MATERIAL:
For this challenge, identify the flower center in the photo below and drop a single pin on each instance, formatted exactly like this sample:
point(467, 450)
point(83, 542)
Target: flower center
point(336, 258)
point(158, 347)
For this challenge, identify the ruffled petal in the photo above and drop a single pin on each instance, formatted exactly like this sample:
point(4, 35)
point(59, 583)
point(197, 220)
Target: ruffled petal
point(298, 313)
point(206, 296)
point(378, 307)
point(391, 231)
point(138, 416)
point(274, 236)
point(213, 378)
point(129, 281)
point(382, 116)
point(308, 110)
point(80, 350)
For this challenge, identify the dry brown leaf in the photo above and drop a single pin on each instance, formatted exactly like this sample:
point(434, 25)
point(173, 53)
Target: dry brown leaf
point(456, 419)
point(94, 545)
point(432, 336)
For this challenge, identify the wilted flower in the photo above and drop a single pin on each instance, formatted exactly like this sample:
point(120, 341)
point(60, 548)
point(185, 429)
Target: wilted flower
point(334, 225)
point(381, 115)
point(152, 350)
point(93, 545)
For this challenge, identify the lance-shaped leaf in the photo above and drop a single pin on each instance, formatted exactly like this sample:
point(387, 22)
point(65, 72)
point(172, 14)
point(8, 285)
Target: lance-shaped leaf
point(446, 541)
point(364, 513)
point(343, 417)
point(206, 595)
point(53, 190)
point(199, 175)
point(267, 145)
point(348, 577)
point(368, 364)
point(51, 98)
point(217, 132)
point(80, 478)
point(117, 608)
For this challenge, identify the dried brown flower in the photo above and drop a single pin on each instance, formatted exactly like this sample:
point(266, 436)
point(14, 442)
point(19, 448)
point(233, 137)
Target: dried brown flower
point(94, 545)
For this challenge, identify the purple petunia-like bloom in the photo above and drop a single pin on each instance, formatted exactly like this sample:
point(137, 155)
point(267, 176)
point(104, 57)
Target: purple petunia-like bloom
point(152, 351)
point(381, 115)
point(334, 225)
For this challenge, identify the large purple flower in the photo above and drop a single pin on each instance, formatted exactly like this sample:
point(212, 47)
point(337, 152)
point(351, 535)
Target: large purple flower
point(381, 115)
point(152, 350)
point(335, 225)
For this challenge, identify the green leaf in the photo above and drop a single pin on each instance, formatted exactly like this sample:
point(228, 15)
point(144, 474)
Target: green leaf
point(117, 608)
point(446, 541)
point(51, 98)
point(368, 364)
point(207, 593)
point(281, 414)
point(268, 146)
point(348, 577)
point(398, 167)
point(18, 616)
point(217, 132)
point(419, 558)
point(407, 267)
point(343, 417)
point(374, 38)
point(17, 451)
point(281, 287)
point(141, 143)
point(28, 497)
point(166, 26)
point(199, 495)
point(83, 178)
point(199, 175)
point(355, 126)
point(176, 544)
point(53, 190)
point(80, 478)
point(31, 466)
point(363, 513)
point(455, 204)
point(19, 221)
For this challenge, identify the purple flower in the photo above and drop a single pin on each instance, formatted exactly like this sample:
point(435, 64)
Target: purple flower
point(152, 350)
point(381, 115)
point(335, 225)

...

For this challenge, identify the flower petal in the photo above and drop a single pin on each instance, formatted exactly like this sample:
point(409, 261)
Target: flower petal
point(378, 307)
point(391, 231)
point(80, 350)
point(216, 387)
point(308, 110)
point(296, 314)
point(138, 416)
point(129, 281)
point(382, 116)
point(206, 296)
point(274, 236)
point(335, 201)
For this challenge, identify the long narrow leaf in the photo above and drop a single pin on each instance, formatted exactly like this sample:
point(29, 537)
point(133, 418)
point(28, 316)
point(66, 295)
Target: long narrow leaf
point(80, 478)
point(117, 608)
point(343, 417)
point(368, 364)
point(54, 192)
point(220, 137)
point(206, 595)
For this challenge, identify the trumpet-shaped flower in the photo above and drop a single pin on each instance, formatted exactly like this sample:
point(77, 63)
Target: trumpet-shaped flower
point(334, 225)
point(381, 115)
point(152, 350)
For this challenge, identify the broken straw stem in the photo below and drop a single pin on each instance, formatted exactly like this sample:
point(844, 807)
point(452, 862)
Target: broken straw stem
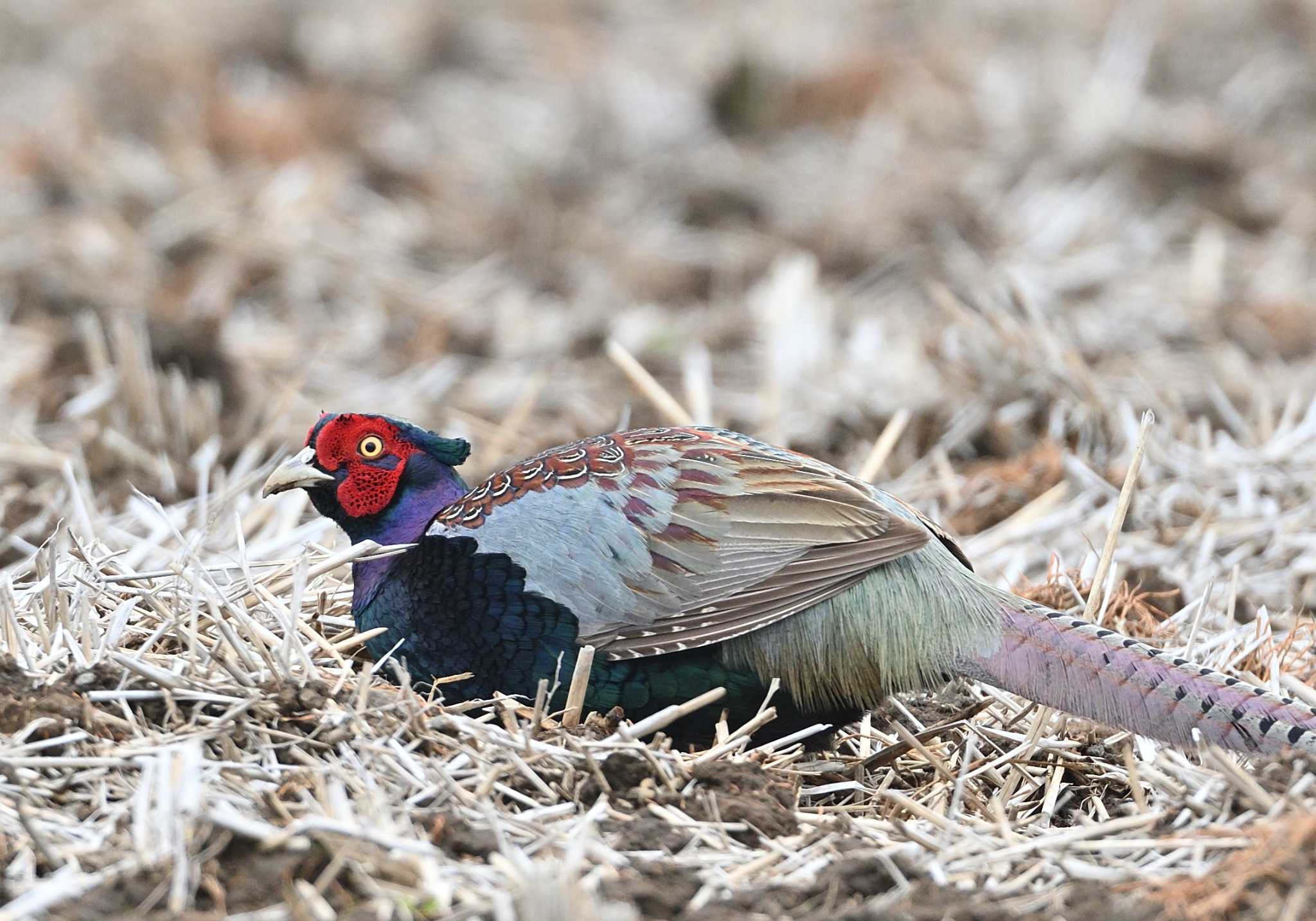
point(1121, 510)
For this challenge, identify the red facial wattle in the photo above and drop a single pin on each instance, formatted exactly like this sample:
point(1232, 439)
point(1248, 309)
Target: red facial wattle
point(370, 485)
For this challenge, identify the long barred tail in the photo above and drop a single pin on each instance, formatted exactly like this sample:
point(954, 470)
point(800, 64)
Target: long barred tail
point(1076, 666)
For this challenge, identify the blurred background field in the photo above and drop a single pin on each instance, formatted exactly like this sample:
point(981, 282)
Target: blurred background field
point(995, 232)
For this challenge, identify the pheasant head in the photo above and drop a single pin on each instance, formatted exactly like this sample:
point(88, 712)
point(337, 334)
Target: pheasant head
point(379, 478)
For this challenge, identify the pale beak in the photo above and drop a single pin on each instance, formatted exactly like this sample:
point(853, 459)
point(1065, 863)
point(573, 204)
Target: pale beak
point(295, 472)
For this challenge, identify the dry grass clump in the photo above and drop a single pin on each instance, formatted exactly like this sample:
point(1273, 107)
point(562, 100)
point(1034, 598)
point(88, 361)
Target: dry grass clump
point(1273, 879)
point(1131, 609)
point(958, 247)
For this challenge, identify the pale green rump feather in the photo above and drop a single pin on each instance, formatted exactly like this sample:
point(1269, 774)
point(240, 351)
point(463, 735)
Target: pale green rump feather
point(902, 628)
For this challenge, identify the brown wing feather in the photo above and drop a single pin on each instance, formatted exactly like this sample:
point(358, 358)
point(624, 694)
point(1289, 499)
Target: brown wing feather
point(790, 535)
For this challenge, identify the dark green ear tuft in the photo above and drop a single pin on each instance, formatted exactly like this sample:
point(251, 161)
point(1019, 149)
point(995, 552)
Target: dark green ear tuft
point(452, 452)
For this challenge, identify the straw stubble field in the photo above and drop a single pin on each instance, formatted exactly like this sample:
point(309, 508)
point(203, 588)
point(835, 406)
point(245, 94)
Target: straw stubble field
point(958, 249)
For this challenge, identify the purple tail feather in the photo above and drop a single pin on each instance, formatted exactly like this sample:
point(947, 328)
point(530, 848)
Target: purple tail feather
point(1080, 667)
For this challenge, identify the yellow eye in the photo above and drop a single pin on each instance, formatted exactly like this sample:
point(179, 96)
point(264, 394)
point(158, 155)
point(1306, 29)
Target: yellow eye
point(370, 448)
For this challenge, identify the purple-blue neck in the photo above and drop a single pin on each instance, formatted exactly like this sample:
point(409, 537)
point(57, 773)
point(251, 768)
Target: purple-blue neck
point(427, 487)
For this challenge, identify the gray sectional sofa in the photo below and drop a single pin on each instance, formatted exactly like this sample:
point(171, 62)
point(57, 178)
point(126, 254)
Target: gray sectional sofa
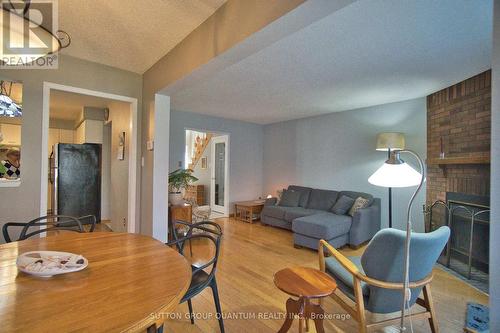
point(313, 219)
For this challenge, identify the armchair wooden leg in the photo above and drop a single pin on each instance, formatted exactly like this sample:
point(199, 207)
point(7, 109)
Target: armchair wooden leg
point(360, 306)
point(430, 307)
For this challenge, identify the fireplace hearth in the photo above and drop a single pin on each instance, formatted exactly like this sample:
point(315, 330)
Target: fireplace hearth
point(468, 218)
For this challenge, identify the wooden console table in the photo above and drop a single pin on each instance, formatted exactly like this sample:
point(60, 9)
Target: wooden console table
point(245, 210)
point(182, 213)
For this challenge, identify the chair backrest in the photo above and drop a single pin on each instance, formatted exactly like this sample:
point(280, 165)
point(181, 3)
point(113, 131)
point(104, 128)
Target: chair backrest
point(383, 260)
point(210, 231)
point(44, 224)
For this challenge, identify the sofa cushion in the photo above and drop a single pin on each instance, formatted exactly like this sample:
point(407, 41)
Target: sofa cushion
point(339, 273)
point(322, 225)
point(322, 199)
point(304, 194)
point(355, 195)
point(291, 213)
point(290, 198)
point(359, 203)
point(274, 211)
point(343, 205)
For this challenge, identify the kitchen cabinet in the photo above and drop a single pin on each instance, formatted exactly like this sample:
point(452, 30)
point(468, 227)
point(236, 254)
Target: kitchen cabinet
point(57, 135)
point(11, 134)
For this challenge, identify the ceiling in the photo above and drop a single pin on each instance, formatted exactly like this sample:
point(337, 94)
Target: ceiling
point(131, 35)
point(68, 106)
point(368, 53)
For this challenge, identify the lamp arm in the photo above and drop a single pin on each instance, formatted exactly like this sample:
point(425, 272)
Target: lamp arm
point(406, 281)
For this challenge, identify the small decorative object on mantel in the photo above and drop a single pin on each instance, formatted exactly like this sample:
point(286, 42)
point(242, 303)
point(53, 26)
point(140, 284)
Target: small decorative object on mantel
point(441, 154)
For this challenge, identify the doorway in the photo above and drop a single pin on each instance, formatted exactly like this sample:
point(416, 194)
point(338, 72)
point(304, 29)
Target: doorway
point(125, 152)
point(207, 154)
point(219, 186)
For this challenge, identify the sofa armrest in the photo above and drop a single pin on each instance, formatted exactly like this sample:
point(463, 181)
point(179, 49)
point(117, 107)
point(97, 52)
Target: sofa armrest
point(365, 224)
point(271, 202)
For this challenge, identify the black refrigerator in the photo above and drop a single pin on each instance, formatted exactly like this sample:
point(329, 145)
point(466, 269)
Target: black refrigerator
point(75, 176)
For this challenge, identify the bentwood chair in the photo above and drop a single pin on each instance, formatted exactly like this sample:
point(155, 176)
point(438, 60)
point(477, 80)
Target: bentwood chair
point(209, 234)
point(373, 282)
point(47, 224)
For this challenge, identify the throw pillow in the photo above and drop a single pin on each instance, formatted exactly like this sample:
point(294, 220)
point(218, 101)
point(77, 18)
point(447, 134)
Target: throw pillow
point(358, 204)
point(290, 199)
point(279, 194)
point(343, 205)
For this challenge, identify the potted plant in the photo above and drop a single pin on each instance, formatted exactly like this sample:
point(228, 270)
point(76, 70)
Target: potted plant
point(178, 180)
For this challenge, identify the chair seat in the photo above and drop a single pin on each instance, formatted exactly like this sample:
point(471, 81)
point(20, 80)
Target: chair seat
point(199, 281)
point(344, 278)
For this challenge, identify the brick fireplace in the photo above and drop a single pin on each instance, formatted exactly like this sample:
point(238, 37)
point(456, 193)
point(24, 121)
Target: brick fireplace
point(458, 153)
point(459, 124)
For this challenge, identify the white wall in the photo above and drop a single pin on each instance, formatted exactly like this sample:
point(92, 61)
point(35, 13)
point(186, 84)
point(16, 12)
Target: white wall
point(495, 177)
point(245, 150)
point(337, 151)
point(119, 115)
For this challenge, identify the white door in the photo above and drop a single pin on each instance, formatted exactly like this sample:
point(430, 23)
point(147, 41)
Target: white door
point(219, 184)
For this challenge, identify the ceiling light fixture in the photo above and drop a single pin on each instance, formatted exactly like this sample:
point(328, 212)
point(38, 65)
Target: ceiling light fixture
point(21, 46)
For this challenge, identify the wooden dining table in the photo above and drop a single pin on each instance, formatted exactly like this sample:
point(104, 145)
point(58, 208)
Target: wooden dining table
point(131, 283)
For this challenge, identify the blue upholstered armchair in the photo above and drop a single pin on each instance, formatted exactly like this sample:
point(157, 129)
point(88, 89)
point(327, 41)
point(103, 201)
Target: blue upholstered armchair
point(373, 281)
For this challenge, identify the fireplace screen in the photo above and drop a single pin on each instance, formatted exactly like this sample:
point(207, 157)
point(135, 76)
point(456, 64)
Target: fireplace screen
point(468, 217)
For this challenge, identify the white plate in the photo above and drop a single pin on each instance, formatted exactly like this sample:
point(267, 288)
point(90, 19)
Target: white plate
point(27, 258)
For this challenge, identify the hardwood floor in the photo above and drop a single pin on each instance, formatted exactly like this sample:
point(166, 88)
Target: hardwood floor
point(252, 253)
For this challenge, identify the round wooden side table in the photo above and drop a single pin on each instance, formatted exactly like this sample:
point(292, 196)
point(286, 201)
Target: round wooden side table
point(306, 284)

WHAT YOU NEED TO DO: Show every line of the records above that contains the string "barred". Case counts.

EXERCISE OUTPUT:
For this challenge, identify the long barred tail in the photo above and drop a single pin on each instance, formatted exactly like this sample:
Target: long barred tail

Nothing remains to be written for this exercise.